**WRITTEN INSTRUCTION**
Copy the records from the line containing "drop a point: the outstretched hand" through the end of the records, both ends included, replacing "life vest" with "flotation vest" and changing nothing else.

**ENTRIES PROVIDED**

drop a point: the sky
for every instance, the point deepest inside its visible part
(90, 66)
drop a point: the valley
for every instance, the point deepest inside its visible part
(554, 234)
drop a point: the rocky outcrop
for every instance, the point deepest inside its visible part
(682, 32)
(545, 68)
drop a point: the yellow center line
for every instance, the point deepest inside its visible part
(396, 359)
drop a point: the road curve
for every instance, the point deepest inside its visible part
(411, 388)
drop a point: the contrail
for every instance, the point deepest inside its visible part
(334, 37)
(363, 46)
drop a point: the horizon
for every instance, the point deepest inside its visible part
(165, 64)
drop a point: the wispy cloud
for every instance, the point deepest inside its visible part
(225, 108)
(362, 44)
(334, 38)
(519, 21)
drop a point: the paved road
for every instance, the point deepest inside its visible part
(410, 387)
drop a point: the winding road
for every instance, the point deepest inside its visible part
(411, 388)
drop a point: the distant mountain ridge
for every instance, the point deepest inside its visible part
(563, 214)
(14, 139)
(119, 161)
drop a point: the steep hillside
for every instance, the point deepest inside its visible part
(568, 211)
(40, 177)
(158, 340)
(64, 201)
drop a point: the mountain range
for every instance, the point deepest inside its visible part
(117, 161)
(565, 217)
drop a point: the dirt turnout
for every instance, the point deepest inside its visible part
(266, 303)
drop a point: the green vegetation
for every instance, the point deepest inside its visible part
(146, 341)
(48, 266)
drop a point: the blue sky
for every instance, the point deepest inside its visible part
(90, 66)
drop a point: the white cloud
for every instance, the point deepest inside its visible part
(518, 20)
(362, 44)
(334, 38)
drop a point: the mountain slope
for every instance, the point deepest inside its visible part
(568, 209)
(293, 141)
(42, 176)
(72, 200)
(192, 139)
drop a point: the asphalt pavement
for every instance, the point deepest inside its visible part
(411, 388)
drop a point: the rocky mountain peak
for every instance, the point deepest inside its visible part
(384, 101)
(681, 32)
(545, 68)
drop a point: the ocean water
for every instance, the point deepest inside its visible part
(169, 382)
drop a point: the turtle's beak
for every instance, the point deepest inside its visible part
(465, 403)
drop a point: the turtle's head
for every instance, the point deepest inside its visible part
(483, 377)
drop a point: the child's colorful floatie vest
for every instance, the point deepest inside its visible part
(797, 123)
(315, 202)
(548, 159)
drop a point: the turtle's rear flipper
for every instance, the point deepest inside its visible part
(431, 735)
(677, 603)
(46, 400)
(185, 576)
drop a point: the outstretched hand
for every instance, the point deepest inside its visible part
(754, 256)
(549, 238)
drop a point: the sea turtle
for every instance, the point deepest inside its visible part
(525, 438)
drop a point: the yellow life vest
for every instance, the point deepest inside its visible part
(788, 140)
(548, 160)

**OUTPUT OF THE TASK**
drop a point: the outstretched hand
for every instance, the point deepest inside its visible part
(754, 256)
(549, 238)
drop a point: the sea turtle
for every instance, the point deepest inside its visible part
(525, 438)
drop a point: the yellow flotation vest
for every instance, the point deepest inside its visible part
(788, 140)
(548, 160)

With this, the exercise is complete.